Action item: Reproduce exactly the opening lines of the listing, stopping after the line that contains "Where can the cloud layer" and including it.

START Data for the task

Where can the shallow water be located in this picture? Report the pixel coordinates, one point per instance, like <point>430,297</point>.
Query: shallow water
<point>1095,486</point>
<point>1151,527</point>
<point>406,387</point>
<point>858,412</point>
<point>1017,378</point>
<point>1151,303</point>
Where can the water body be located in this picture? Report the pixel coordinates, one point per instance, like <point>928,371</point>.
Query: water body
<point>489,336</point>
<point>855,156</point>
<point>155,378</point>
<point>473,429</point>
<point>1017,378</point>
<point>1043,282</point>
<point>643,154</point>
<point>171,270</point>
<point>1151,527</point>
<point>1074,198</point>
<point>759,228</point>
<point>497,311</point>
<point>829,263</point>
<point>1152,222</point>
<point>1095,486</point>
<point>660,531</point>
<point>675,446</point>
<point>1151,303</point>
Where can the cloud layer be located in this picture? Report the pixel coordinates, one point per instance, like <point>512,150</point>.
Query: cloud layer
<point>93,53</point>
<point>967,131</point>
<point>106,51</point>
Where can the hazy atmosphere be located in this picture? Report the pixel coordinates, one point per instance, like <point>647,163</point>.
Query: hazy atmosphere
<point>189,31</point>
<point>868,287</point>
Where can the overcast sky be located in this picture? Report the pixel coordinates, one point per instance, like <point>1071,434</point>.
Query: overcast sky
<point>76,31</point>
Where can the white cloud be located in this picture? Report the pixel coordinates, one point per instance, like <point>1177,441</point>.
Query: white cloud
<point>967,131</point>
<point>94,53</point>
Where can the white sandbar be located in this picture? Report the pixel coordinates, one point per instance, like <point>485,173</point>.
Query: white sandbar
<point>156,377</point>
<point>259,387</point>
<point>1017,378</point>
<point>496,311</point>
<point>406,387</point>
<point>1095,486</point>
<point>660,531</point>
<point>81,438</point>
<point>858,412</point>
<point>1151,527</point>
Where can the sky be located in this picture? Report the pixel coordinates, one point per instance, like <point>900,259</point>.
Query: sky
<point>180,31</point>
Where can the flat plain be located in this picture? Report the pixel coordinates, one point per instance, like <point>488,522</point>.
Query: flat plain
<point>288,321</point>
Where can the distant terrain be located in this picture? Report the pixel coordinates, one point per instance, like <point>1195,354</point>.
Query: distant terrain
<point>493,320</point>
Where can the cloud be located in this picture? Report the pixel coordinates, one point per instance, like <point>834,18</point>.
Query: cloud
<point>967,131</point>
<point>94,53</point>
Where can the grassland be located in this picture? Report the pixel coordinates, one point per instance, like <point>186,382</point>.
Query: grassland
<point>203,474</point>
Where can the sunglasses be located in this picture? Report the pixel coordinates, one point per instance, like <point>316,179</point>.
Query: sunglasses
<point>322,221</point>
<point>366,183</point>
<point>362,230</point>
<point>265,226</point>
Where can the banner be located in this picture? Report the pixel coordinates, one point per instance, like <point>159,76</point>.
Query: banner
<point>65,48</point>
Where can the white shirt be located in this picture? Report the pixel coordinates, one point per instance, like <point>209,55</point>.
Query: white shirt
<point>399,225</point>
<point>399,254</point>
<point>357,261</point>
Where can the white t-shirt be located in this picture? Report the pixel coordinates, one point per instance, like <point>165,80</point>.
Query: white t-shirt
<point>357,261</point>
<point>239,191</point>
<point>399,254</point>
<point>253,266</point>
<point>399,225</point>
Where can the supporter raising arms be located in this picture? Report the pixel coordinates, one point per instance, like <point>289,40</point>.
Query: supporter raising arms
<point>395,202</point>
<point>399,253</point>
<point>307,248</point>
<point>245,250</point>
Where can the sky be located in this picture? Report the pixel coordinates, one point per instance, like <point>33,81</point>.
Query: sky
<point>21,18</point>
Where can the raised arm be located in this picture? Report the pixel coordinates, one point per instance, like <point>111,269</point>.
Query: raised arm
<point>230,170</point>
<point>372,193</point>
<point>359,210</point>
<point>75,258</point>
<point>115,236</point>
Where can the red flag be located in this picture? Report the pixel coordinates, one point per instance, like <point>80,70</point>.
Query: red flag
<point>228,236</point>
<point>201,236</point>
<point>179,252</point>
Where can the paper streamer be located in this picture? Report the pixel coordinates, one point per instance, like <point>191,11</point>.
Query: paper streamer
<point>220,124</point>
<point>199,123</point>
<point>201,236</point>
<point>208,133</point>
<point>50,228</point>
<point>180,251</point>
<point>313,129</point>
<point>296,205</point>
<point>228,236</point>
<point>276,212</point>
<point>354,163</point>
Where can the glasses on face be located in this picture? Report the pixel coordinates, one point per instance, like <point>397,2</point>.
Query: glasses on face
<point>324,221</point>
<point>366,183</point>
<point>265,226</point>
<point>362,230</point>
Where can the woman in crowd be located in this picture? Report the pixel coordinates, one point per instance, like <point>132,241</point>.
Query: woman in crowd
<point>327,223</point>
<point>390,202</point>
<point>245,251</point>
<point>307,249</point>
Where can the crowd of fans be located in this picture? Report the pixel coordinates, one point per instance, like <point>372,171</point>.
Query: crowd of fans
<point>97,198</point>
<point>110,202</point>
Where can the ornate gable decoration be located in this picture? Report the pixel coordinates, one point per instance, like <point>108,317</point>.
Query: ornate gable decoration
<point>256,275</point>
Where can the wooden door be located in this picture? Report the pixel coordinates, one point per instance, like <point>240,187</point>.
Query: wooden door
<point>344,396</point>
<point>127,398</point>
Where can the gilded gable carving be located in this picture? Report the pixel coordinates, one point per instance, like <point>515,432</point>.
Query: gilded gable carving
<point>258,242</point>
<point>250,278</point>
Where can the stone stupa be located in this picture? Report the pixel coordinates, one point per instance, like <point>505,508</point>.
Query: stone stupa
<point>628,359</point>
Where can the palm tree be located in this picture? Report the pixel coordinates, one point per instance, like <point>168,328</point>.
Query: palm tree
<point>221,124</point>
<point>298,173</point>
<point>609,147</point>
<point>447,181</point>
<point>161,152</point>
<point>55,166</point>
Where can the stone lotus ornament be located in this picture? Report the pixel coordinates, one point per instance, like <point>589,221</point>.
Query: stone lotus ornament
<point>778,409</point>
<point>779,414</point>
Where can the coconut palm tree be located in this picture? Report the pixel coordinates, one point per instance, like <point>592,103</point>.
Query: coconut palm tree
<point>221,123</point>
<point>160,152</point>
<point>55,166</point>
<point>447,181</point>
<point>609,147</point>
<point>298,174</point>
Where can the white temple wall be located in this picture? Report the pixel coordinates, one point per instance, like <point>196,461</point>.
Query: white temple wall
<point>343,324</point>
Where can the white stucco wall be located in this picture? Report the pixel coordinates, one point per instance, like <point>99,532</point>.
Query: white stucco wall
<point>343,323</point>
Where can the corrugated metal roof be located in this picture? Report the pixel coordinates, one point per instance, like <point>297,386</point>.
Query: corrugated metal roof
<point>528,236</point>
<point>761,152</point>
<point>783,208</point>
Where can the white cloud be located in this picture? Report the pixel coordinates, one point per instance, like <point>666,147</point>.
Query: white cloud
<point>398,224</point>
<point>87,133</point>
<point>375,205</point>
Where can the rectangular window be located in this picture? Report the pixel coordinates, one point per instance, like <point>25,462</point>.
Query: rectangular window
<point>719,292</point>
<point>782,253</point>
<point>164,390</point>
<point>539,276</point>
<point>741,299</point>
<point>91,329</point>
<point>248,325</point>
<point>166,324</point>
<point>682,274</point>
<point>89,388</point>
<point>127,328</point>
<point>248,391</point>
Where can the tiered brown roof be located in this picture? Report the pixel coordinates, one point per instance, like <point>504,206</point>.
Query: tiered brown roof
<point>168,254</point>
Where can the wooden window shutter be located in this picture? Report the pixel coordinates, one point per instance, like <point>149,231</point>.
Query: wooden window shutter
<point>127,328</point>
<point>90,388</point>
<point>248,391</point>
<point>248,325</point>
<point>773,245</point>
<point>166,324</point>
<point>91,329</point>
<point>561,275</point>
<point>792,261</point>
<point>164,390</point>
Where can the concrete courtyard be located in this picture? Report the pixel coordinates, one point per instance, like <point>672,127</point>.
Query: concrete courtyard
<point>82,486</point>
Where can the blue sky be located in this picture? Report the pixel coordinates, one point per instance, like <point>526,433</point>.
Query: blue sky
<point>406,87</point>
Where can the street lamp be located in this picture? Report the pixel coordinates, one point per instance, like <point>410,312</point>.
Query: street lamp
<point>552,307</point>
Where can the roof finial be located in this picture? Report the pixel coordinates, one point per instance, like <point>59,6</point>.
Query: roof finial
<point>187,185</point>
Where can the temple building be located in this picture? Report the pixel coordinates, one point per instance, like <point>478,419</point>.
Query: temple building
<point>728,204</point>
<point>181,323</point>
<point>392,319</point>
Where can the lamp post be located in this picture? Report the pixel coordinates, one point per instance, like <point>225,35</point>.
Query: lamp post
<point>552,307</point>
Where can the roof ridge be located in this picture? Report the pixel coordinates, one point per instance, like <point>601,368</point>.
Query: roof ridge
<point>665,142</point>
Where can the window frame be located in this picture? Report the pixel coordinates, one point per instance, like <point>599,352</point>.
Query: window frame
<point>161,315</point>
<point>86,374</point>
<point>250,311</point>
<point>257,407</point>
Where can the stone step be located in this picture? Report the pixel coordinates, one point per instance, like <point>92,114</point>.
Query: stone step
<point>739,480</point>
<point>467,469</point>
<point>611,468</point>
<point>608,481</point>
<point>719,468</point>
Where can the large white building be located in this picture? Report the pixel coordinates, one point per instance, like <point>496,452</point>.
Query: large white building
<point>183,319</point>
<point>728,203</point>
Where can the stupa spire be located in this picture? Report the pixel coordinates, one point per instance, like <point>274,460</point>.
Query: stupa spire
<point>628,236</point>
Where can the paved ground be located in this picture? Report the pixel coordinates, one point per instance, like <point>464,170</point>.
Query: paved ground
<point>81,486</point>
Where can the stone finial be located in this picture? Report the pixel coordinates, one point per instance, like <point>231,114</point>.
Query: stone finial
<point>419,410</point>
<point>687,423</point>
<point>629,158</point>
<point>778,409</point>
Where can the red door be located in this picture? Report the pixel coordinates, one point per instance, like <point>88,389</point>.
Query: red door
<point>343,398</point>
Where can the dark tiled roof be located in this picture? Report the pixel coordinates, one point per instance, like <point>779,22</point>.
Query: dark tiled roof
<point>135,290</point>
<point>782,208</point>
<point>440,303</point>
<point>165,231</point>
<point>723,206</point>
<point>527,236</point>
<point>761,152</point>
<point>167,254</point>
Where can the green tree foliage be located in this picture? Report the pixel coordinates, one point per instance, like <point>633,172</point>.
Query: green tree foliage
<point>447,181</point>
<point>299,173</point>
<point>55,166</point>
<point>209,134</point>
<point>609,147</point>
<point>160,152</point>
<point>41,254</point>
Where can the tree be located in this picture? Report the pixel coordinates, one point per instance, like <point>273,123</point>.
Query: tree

END Data for the task

Completed task:
Where can the shallow water be located in this picture? Report the pixel coordinates, one point per instance, like <point>430,297</point>.
Query: shallow water
<point>1095,486</point>
<point>1151,527</point>
<point>406,387</point>
<point>858,412</point>
<point>1017,378</point>
<point>1151,303</point>
Where can the water body be located in this picture? Report the pixel coordinates, one point per instance, like <point>928,371</point>.
Query: water body
<point>489,336</point>
<point>855,156</point>
<point>155,378</point>
<point>473,429</point>
<point>1017,378</point>
<point>1043,282</point>
<point>643,154</point>
<point>171,270</point>
<point>1151,527</point>
<point>1074,198</point>
<point>759,228</point>
<point>497,311</point>
<point>829,263</point>
<point>1152,222</point>
<point>1095,486</point>
<point>660,531</point>
<point>675,446</point>
<point>1151,303</point>
Where can the cloud layer be located in this picture? Report the pixel coordinates, one point per instance, like <point>512,150</point>.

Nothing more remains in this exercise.